# [Page extract]
# Liquid Latex + Brain Mold???



## Llasd87 (Aug 7, 2013)

So my local Halloween store just opened (Spirit) and I just bough a brain mold that you can use to make a jello brain. Instead of using jello, I was planning on using expanding foam to create a brain prop, but realized I didn't have any. However; I do have a fairly large amount of liquid latex. Can I use liquid latex to make the brain, or is it not such a good idea?


----------



## RoxyBlue (Oct 6, 2008)

If you just fill the mold with liquid latex, it will likely never dry properly. It needs to be applied in layers.

Here's a useful link with some information about liquid latex:

http://www.liquidlatex.com/aboutlatex1.html


----------



## Bone Dancer (Oct 7, 2005)

Here is a link to another option for making a brain.






Allen has alot of how to videos that are worth looking at.


----------



## fontgeek (Jul 24, 2006)

In answer to your question, yes, you can use the latex, but as Roxy pointed out, if you try to do it all in one big pour, it won't cure correctly (if ever).
You can put some latex in the mold, and tilt and swirl it around to coat the interior of the mold, let that cure, then do another layer, and so on. I don't know whether you actually want to make that thing solid latex or not, if not, you can use a balloon or a bunch of plastic bags after you have done a few layers of latex, to to take up some of the space/bulk as you add in more latex on and around it. If you are going to want the brain to be able to pulse once it's done, then using a balloon or other bladder that has the nozzle/opening left exposed will allow you to use it that way if you wish to. Lots of light layers gives you more control and helps insure an even coating as well as a faster dry/cure time.


----------



## Llasd87 (Aug 7, 2013)

Bone Dancer said:


> Here is a link to another option for making a brain.
> 
> Video Link:
> 
> ...












Is this the stuff he is using? Or is it the wrong kind? Found it just sitting in the garage.


----------



## BioHazardCustoms (Aug 5, 2009)

IF you're wanting a rigid brain from the mold, I suggest watching Allen's video on making a foam filled head from a cheap Halloween mask. It works on those plastic molds, too.


----------



## Bone Dancer (Oct 7, 2005)

# [Tasks to perform]
**A)** Translate this sentence from the brain mold thread into Spanish: "It needs to be applied in layers."
**B)** Reproduce the brain mold thread between "So my local" and "a good idea?", inclusive.
**C)** Proceed with the brain mold thread from its last line.
The records have no connection to the brain mold thread.

# [Record set]

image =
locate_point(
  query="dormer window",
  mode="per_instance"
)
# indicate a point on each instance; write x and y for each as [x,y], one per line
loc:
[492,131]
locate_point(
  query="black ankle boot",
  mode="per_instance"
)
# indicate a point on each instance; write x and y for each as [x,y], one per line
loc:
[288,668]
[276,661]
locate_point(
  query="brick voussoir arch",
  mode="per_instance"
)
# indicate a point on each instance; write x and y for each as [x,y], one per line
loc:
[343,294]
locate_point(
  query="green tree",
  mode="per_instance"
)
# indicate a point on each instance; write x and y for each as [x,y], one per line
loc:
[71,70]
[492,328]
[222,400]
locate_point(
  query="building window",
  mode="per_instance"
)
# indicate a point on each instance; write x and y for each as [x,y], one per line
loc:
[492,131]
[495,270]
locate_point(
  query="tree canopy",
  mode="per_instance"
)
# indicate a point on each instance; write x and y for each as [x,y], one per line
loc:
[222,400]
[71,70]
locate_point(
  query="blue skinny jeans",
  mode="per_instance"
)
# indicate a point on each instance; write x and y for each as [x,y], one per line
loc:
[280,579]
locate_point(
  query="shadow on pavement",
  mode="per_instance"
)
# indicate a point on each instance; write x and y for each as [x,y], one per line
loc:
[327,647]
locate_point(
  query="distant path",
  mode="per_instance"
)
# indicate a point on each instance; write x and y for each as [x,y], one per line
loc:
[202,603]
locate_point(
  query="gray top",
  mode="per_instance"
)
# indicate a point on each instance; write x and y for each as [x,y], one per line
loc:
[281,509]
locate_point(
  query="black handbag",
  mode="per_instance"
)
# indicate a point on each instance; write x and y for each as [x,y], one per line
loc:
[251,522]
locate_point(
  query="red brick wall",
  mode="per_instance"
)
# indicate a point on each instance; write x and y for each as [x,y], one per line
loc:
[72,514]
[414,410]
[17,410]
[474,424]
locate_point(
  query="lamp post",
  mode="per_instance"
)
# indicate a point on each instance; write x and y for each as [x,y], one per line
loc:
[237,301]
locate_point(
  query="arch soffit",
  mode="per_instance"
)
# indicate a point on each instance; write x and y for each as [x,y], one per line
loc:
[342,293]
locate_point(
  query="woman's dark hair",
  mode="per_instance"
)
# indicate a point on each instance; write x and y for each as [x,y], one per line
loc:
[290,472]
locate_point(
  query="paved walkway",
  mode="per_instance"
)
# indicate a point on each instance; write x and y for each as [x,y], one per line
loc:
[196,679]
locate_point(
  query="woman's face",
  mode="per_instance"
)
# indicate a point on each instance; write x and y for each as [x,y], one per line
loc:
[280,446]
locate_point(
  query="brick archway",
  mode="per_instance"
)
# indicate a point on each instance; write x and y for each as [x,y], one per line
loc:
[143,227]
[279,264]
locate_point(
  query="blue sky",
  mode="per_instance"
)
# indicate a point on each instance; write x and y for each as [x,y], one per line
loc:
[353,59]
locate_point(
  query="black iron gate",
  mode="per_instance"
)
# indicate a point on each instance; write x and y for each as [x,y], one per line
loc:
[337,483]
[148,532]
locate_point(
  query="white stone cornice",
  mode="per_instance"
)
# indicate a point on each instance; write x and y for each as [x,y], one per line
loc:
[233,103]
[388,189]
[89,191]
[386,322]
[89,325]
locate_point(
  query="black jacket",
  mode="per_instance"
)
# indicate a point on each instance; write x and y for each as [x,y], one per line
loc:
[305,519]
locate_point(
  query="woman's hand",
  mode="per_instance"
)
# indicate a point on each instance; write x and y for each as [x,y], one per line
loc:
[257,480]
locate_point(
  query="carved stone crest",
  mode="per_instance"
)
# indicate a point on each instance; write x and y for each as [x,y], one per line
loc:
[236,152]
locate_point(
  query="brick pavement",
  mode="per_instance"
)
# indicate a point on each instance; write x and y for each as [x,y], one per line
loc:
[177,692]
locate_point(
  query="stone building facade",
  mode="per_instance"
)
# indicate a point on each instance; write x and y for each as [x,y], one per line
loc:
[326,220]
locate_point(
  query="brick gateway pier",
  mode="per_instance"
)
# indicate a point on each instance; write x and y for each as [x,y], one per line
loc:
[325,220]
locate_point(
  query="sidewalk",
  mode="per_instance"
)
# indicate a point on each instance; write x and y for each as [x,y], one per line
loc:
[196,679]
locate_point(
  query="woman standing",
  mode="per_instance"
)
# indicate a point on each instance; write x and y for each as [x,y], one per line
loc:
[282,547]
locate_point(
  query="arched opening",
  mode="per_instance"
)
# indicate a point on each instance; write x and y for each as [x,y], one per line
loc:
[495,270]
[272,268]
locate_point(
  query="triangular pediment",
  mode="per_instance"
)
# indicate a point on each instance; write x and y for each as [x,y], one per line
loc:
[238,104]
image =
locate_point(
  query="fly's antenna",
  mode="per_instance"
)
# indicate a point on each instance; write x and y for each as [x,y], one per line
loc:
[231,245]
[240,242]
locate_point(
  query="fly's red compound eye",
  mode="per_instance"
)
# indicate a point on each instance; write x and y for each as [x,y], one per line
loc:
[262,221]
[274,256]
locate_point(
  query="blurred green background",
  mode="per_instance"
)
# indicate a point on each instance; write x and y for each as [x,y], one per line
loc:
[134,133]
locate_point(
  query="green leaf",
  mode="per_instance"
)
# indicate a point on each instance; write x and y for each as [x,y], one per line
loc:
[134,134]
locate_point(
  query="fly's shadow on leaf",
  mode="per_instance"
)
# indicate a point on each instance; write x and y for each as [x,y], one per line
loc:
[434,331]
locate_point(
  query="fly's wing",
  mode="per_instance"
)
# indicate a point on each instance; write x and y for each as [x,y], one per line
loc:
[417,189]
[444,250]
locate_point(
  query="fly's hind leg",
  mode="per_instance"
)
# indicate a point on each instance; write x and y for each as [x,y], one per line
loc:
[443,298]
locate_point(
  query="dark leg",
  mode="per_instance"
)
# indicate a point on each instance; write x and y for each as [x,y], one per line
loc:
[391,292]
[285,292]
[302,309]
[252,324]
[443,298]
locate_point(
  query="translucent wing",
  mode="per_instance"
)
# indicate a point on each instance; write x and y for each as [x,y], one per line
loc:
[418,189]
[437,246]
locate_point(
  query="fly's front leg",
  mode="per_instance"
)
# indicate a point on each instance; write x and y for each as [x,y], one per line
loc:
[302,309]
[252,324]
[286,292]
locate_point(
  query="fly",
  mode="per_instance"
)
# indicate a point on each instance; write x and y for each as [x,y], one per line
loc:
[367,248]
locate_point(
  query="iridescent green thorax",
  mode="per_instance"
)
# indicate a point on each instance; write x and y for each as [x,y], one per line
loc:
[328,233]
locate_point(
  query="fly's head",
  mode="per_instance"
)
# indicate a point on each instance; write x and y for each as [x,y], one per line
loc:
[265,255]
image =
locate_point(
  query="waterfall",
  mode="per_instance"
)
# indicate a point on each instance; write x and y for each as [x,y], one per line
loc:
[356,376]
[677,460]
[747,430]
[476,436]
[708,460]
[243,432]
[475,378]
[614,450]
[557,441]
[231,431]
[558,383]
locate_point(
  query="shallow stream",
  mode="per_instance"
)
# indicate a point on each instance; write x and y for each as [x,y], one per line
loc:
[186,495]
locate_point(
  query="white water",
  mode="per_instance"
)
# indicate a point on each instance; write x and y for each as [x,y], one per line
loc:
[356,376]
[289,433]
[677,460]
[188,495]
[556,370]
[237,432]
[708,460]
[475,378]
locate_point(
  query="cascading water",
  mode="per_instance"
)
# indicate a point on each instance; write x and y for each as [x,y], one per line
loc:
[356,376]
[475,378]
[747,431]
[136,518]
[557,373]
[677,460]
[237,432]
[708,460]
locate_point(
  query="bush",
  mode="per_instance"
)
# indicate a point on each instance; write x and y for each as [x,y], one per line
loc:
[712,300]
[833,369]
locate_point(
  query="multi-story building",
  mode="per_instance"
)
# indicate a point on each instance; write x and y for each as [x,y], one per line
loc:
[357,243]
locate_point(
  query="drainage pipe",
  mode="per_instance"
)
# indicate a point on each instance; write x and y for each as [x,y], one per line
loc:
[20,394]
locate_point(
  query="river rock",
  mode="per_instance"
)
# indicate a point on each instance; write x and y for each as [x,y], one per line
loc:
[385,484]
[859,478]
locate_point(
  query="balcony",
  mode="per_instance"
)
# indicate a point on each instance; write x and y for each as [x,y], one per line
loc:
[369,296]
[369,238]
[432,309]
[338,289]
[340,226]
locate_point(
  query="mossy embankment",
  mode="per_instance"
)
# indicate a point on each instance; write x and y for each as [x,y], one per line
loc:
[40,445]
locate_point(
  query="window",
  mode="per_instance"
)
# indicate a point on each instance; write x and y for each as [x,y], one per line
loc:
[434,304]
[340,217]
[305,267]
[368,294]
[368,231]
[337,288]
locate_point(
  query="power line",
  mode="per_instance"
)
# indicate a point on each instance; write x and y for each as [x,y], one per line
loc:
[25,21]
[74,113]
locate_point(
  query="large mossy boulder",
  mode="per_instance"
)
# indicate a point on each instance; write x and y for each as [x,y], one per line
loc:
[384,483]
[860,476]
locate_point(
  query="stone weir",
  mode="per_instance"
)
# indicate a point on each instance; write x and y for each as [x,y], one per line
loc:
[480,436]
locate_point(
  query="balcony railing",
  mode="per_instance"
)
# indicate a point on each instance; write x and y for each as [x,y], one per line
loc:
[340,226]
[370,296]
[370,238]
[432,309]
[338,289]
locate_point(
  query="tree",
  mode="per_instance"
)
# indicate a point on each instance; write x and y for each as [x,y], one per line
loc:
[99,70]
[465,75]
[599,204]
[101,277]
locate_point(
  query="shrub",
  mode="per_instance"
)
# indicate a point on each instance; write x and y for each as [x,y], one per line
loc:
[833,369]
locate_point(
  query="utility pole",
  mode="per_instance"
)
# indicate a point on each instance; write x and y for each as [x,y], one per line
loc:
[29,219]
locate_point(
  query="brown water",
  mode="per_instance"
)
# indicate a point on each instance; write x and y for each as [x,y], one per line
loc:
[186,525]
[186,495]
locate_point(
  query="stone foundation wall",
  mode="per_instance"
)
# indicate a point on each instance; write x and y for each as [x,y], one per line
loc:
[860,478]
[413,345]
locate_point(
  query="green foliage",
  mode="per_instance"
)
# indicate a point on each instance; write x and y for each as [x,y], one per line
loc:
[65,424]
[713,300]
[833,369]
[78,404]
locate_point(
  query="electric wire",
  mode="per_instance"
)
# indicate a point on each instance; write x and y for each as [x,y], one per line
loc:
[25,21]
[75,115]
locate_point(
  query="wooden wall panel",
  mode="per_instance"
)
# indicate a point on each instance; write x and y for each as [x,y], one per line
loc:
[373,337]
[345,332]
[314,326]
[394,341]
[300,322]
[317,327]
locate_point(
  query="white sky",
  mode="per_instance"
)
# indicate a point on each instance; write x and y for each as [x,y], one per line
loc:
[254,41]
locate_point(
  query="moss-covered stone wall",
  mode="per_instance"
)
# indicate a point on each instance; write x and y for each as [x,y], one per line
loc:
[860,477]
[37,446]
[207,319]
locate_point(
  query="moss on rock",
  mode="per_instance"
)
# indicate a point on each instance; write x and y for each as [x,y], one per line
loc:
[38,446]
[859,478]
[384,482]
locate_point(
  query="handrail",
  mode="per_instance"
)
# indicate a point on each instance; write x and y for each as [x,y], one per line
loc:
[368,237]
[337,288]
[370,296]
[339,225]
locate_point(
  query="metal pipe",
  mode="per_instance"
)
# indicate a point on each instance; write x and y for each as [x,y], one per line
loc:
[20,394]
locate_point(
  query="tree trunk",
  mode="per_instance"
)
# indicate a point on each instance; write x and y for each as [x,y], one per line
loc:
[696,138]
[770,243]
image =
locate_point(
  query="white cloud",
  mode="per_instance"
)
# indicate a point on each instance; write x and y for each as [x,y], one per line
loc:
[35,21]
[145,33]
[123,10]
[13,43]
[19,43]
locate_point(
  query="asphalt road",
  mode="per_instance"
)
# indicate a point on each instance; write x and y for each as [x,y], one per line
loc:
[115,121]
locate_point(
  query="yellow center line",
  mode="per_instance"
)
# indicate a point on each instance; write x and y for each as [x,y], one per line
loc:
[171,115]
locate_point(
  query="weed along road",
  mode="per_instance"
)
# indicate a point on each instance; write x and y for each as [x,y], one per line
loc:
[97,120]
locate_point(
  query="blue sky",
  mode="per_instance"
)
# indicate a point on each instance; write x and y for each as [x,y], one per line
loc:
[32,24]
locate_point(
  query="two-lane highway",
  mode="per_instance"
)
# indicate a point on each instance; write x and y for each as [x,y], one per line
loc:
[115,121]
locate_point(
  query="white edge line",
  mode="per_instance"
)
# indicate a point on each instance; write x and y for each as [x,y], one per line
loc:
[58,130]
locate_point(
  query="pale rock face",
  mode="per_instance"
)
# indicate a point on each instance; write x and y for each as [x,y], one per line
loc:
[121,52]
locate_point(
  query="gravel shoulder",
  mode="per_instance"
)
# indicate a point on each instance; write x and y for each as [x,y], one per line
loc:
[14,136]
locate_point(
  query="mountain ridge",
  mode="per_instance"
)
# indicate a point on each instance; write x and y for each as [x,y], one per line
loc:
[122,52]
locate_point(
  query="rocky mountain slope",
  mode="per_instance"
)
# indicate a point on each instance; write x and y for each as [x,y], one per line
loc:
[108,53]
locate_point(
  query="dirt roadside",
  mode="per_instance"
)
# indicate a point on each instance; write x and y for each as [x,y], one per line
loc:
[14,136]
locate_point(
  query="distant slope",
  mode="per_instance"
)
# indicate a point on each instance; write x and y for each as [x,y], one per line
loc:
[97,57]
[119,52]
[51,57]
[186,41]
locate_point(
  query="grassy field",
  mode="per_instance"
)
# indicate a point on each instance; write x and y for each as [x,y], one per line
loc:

# [Expected responses]
**A)** Debe aplicarse en capas.

**B)**
So my local Halloween store just opened (Spirit) and I just bough a brain mold that you can use to make a jello brain. Instead of using jello, I was planning on using expanding foam to create a brain prop, but realized I didn't have any. However; I do have a fairly large amount of liquid latex. Can I use liquid latex to make the brain, or is it not such a good idea?

**C)**
Llasd87 said:


> View attachment 3429
> 
> 
> Is this the stuff he is using? Or is it the wrong kind? Found it just sitting in the garage.


Can't tell from you photo but what Allen was using was a basic silicon caulk not latex caulk. It should say silicon on the tube some place.


----------



## kmwoods6580 (Aug 19, 2012)

I've tried to use the haunts special friend Great Stuff, but it didn't work out for me. The only part that managed to setup and harden was on the top of the mold. Everything inside the mold just became a gooey sticky mess. I tried this multiple different times with different types of great foam. I also tried to do it in layers but it never worked out for me. If you find a way to make a good brain, using the jell-o mold I would LOVE to know.


----------



## kmwoods6580 (Aug 19, 2012)

Wow just say this on Allen's youtube's account, and I think it would work. If ran a layer of latex around the mold and then do this to help fill up the center with foam i think it would all work. Gonna try this way later this week and I'll let you know if it work or not.


----------



## kmwoods6580 (Aug 19, 2012)

IT WORKED!!! I'll put up a how to either tomorrow or the day after.


----------



## Llasd87 (Aug 7, 2013)

kmwoods6580 said:


> IT WORKED!!! I'll put up a how to either tomorrow or the day after.


Awesome! Can't wait to see the how-to!


----------



## kmwoods6580 (Aug 19, 2012)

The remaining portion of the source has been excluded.